* [REQUIREMENT]: Each entry needs to be repeated exactly, with nothing added or removed.

* [RECORDS FOR THE TASK]:
· · · · ·

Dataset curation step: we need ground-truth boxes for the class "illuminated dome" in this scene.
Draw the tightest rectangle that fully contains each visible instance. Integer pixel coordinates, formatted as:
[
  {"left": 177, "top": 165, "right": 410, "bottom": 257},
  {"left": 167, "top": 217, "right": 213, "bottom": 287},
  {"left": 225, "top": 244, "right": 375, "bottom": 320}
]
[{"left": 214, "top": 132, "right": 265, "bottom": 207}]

· · · · ·

* [FINAL ANSWER]:
Dataset curation step: we need ground-truth boxes for the class "illuminated dome" in this scene.
Draw the tightest rectangle that fully contains each visible instance. Integer pixel coordinates, formatted as:
[
  {"left": 177, "top": 165, "right": 410, "bottom": 257},
  {"left": 167, "top": 217, "right": 213, "bottom": 287},
  {"left": 225, "top": 244, "right": 375, "bottom": 320}
]
[{"left": 214, "top": 132, "right": 265, "bottom": 207}]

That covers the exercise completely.